Start of TASK INPUTS

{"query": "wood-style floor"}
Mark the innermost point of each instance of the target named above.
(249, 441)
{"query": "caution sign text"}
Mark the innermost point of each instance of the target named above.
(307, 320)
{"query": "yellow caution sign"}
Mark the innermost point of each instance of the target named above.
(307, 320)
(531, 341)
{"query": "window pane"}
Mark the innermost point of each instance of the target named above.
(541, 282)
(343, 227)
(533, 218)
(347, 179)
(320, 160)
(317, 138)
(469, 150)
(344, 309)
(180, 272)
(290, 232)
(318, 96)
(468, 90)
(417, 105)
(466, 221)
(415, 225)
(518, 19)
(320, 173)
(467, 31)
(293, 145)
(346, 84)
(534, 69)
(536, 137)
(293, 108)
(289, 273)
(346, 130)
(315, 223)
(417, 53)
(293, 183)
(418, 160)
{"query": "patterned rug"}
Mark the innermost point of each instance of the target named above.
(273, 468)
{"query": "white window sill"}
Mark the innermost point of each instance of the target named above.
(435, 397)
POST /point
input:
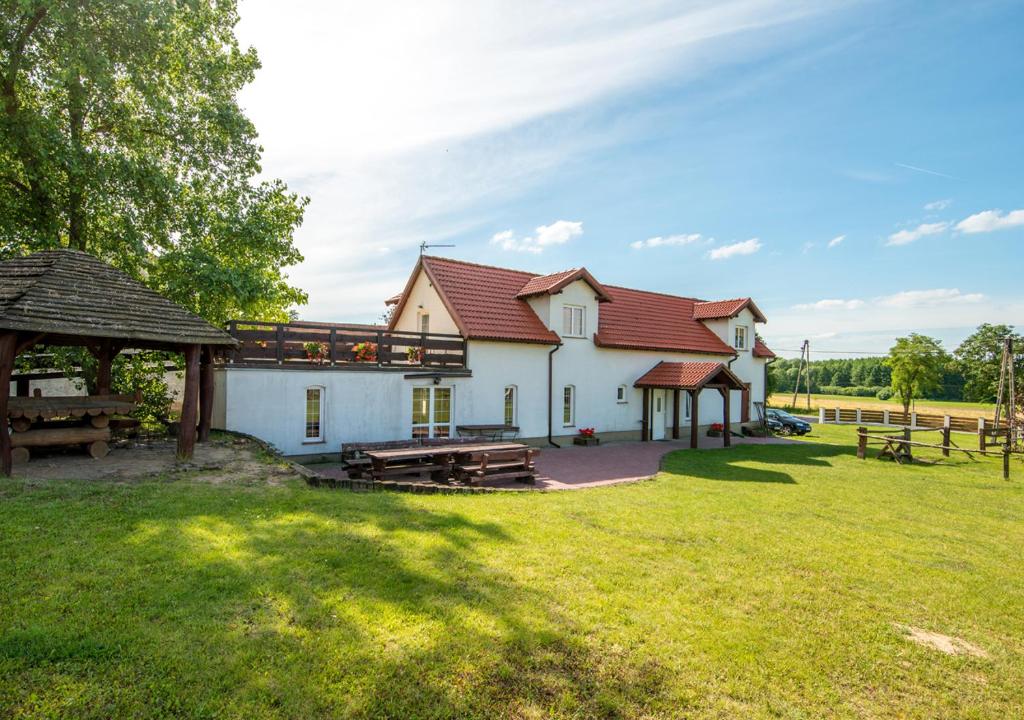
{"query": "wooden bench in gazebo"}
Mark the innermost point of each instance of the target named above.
(70, 298)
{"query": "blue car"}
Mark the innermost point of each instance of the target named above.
(790, 425)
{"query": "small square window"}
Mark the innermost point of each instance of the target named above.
(573, 322)
(740, 338)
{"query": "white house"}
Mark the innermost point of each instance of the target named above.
(471, 344)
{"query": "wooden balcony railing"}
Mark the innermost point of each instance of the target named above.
(353, 346)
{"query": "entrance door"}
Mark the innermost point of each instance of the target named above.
(657, 413)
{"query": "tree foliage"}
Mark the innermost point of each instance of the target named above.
(980, 356)
(918, 364)
(121, 135)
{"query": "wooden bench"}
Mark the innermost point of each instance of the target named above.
(477, 468)
(357, 464)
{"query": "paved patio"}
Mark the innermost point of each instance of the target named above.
(574, 467)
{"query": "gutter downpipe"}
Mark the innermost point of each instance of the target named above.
(551, 363)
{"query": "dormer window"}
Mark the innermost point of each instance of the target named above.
(573, 321)
(740, 338)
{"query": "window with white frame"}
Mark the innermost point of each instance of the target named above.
(431, 412)
(573, 321)
(568, 406)
(510, 405)
(314, 415)
(740, 338)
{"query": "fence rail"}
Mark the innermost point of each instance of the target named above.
(352, 346)
(986, 429)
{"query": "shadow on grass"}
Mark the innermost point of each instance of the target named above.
(751, 463)
(321, 604)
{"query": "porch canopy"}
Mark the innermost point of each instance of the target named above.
(691, 377)
(67, 297)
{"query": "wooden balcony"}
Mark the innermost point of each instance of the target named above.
(325, 345)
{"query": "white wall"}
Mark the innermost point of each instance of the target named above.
(423, 298)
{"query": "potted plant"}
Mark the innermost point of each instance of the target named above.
(365, 351)
(586, 436)
(316, 352)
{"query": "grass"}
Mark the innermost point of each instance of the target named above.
(955, 408)
(761, 582)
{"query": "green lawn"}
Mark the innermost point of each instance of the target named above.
(784, 400)
(761, 582)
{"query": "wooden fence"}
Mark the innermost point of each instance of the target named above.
(984, 428)
(350, 346)
(899, 446)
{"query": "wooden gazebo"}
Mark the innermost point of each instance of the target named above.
(66, 297)
(691, 378)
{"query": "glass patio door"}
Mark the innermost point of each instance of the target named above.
(431, 412)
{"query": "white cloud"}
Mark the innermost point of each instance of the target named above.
(557, 233)
(990, 220)
(658, 241)
(950, 313)
(929, 298)
(408, 121)
(926, 228)
(747, 247)
(830, 305)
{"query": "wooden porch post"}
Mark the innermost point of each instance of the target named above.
(8, 344)
(694, 417)
(726, 433)
(645, 423)
(206, 392)
(186, 429)
(675, 414)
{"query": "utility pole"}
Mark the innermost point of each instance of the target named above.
(805, 371)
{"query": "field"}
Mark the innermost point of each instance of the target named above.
(966, 410)
(761, 582)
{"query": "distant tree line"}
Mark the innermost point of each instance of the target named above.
(915, 367)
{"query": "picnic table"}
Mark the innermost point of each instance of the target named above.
(35, 423)
(438, 461)
(494, 431)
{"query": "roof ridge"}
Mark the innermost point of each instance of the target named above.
(654, 292)
(480, 264)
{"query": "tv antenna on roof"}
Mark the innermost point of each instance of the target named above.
(424, 246)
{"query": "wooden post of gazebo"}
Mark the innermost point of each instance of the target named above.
(726, 429)
(675, 414)
(189, 398)
(694, 418)
(8, 347)
(205, 392)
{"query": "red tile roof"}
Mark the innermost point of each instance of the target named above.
(482, 301)
(726, 308)
(486, 303)
(762, 350)
(687, 376)
(555, 282)
(640, 320)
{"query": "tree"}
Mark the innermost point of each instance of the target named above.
(980, 356)
(918, 363)
(121, 135)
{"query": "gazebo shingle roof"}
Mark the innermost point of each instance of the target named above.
(71, 293)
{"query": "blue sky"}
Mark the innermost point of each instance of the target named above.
(854, 167)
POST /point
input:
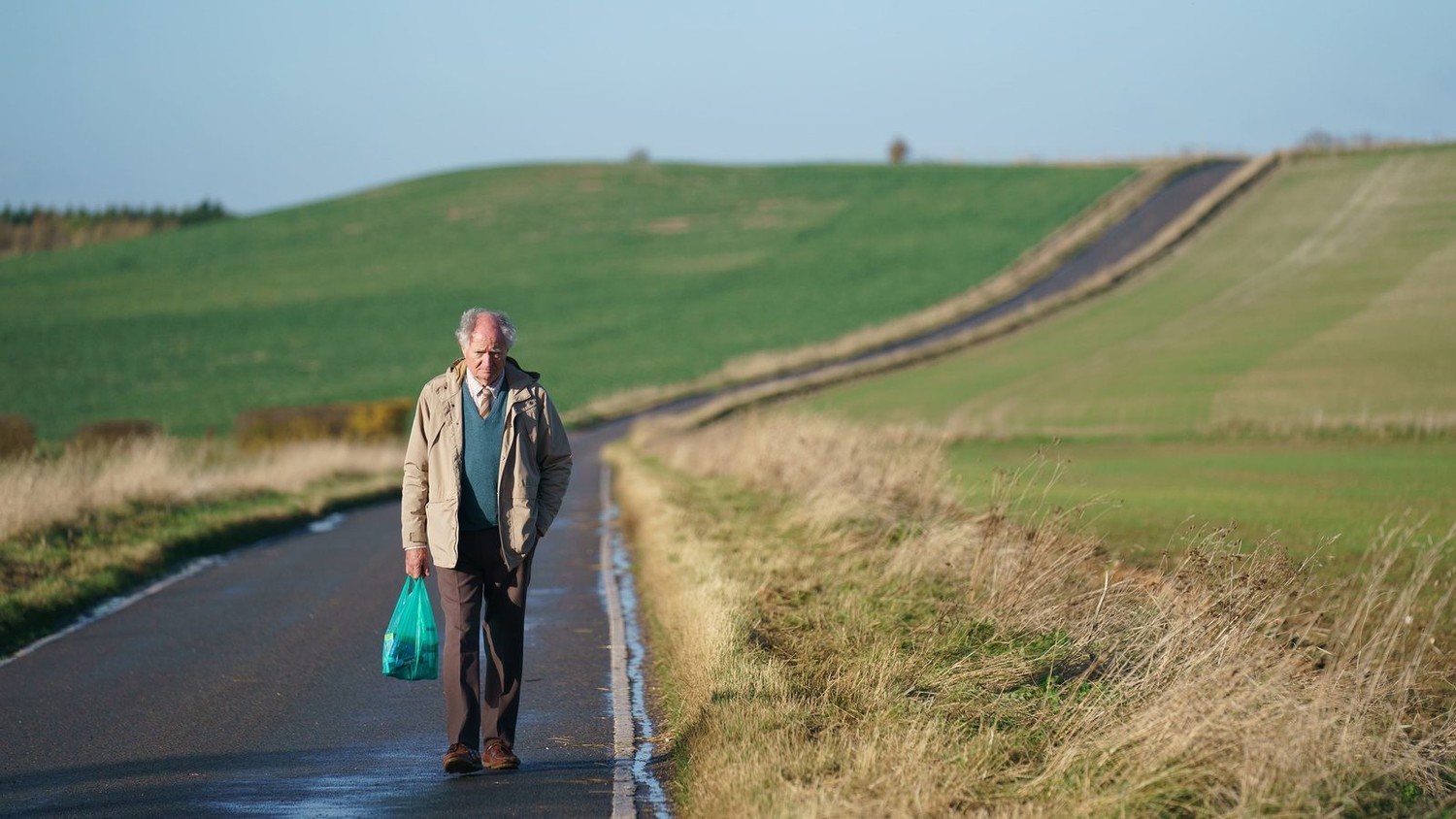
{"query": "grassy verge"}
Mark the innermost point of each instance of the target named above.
(121, 524)
(839, 635)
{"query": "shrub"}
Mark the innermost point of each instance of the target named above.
(107, 434)
(17, 437)
(360, 420)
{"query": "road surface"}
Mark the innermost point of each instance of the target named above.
(252, 687)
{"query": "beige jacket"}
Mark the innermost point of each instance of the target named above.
(535, 467)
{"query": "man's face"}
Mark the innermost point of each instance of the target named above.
(485, 351)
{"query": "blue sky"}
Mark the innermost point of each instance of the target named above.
(264, 104)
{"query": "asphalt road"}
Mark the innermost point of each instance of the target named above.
(252, 687)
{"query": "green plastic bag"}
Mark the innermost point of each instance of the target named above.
(411, 641)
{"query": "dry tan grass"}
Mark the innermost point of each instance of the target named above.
(41, 492)
(841, 639)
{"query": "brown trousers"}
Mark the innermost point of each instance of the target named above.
(482, 577)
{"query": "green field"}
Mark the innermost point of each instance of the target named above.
(1255, 376)
(1333, 498)
(617, 276)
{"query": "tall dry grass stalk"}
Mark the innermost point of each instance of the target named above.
(41, 492)
(842, 638)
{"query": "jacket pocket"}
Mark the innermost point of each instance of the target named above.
(518, 525)
(443, 522)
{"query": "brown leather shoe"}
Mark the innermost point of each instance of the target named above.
(498, 757)
(462, 760)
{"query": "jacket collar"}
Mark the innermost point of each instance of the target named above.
(515, 378)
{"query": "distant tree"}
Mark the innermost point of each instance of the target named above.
(1319, 140)
(899, 150)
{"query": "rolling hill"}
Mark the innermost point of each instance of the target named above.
(1290, 369)
(619, 276)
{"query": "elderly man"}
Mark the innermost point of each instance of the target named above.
(485, 473)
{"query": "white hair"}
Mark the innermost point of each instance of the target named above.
(472, 316)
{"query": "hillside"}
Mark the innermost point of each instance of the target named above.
(617, 276)
(1292, 369)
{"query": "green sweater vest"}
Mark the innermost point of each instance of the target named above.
(480, 467)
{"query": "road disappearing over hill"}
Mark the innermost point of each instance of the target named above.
(252, 685)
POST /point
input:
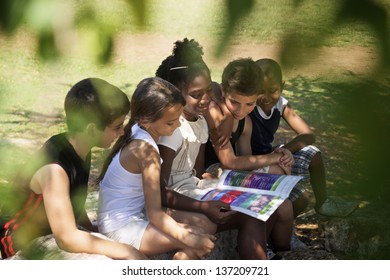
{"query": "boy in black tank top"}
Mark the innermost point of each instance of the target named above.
(54, 184)
(239, 90)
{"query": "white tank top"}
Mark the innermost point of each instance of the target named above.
(121, 195)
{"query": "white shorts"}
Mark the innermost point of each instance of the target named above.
(131, 233)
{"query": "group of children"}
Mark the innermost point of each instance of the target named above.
(183, 127)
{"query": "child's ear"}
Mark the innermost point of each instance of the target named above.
(144, 123)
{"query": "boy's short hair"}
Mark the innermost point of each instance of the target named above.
(242, 75)
(271, 68)
(94, 100)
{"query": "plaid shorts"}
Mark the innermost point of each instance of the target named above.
(302, 160)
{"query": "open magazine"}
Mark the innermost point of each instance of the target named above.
(253, 193)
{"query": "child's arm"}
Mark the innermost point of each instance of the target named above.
(305, 135)
(53, 183)
(175, 200)
(243, 147)
(199, 163)
(227, 156)
(221, 133)
(149, 164)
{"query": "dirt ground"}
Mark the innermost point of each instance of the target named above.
(325, 61)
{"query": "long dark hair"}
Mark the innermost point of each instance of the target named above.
(152, 97)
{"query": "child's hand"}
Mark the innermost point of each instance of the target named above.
(209, 176)
(219, 137)
(217, 211)
(202, 244)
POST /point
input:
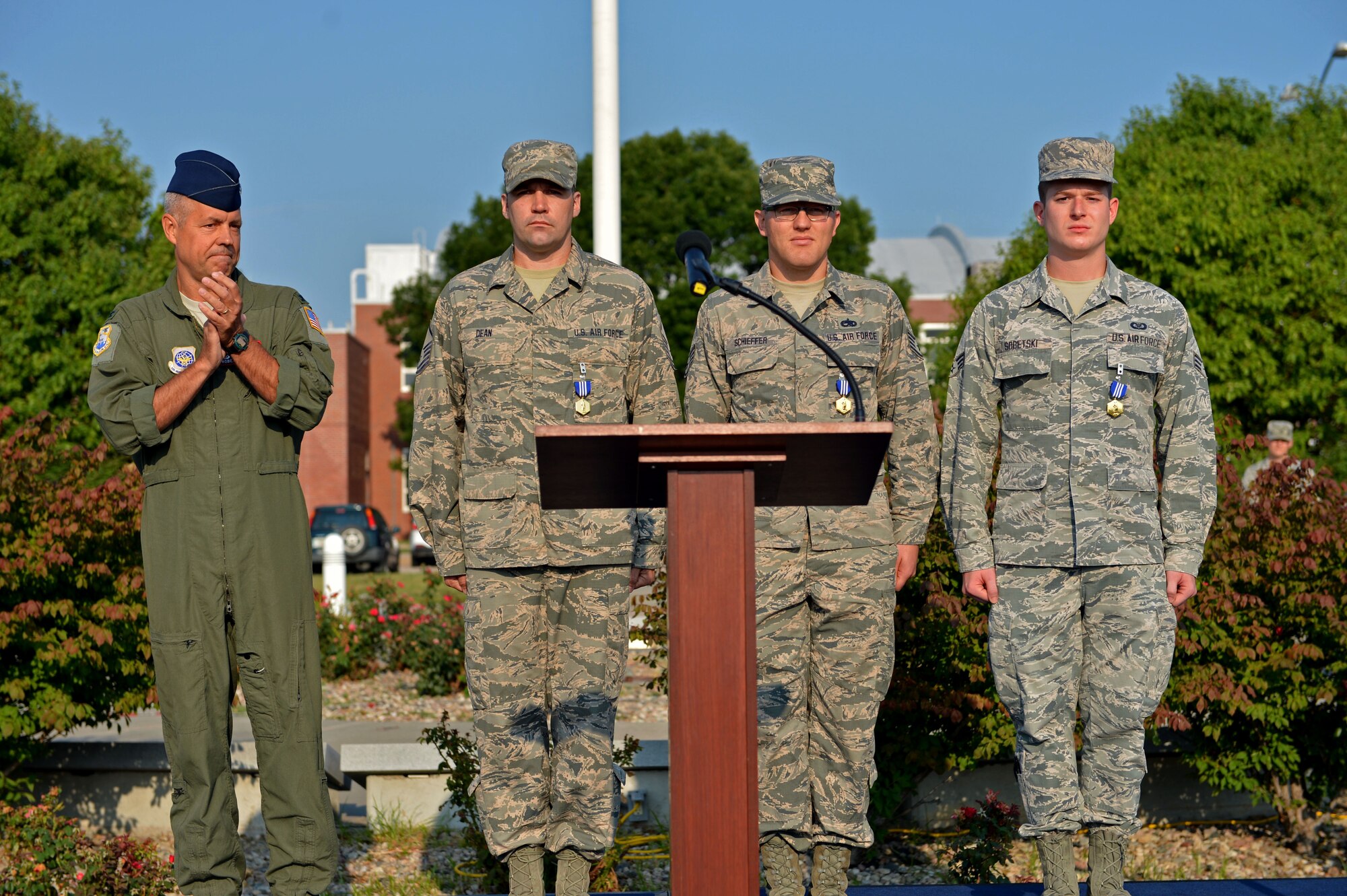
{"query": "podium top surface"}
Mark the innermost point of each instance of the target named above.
(626, 466)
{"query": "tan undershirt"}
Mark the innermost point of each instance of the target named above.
(799, 295)
(538, 279)
(1077, 291)
(193, 307)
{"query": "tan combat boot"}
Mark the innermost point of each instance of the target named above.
(1059, 864)
(526, 872)
(782, 868)
(572, 874)
(830, 864)
(1108, 856)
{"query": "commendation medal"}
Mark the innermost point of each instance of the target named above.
(1117, 392)
(583, 390)
(844, 405)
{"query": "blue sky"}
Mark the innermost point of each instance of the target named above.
(356, 124)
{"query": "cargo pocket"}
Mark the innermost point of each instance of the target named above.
(306, 837)
(271, 692)
(181, 680)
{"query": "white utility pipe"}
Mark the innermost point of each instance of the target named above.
(335, 572)
(608, 159)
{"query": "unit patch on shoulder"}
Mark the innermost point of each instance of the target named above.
(181, 358)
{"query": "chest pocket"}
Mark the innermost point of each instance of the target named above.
(491, 357)
(1146, 365)
(1026, 388)
(756, 390)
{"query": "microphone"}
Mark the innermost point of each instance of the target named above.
(694, 248)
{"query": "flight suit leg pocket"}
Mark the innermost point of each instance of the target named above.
(181, 680)
(271, 684)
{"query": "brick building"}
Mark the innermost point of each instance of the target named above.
(355, 455)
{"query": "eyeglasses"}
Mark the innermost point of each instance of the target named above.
(789, 213)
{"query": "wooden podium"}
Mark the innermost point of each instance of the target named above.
(711, 477)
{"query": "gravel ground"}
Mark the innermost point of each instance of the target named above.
(417, 863)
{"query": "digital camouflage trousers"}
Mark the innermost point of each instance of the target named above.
(1098, 640)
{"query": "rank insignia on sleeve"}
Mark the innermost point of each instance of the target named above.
(183, 358)
(104, 341)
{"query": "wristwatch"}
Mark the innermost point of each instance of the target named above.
(239, 342)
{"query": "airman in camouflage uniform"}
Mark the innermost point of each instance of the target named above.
(1097, 376)
(226, 533)
(548, 591)
(826, 576)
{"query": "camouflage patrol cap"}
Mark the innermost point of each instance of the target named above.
(798, 179)
(1280, 429)
(1077, 159)
(546, 159)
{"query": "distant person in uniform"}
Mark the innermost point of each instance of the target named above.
(1280, 434)
(544, 334)
(213, 413)
(1082, 376)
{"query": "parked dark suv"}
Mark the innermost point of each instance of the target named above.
(370, 541)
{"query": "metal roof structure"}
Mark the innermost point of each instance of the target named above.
(937, 264)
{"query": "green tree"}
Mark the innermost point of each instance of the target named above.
(1235, 203)
(671, 183)
(77, 234)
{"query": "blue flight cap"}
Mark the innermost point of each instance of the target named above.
(207, 178)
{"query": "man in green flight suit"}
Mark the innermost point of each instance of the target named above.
(213, 413)
(826, 576)
(1097, 376)
(544, 334)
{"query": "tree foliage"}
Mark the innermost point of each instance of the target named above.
(1235, 203)
(671, 183)
(1260, 676)
(73, 619)
(77, 234)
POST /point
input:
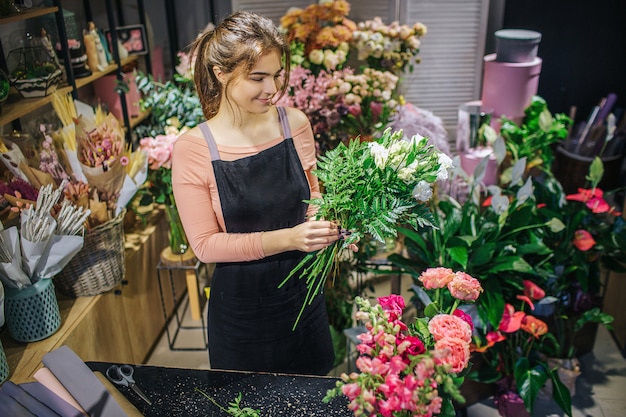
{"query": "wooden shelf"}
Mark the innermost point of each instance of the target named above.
(28, 14)
(16, 106)
(81, 82)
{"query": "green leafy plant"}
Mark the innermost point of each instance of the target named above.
(234, 407)
(370, 188)
(536, 135)
(496, 237)
(169, 103)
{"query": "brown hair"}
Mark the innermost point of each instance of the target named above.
(234, 46)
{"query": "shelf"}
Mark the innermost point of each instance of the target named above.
(81, 82)
(28, 14)
(16, 106)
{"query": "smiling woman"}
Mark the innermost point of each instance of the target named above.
(240, 181)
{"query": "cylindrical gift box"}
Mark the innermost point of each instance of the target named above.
(32, 313)
(508, 87)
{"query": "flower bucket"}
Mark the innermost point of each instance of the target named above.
(4, 366)
(100, 265)
(32, 313)
(510, 404)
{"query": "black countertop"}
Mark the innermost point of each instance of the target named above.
(173, 392)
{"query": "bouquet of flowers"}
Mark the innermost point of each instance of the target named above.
(370, 188)
(159, 151)
(49, 235)
(369, 98)
(512, 351)
(309, 93)
(413, 370)
(319, 35)
(393, 47)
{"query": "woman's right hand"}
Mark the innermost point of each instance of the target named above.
(314, 235)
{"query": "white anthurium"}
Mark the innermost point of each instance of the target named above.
(518, 170)
(499, 149)
(525, 192)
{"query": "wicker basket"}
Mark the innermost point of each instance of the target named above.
(99, 266)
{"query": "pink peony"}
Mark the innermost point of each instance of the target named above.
(393, 304)
(434, 278)
(464, 316)
(464, 287)
(448, 326)
(458, 352)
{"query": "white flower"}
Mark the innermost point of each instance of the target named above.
(445, 163)
(380, 154)
(422, 191)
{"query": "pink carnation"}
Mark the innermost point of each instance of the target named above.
(458, 351)
(444, 326)
(464, 287)
(434, 278)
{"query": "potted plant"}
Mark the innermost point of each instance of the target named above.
(512, 350)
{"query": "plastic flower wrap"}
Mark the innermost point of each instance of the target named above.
(370, 188)
(50, 234)
(392, 47)
(319, 35)
(409, 370)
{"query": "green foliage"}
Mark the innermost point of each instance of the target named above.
(498, 240)
(167, 101)
(537, 134)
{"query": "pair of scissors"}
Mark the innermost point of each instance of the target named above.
(123, 375)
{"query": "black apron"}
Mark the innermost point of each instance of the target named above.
(250, 319)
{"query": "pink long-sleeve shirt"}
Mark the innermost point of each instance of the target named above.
(198, 202)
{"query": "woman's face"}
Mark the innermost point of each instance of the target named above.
(253, 92)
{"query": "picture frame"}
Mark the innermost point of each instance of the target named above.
(132, 37)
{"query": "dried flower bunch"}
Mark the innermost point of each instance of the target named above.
(319, 34)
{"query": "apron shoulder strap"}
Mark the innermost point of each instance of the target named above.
(284, 122)
(208, 136)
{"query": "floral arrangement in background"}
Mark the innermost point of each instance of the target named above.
(512, 350)
(369, 98)
(319, 35)
(415, 369)
(392, 47)
(390, 181)
(49, 235)
(159, 182)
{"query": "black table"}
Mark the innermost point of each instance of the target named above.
(173, 392)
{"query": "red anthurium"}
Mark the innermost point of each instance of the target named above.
(585, 195)
(511, 319)
(533, 290)
(534, 326)
(527, 300)
(583, 240)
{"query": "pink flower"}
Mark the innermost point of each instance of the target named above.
(448, 326)
(583, 240)
(393, 304)
(459, 352)
(464, 287)
(434, 278)
(511, 319)
(464, 316)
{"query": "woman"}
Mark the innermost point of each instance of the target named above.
(239, 181)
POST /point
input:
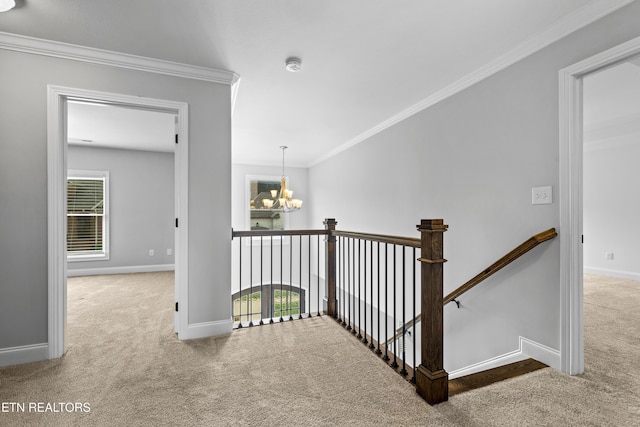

End of TASK INPUTS

**WORK TASK**
Work out how many lines in the entries contain the string "shorts", then reply with that number and nothing more.

**SOLUTION**
2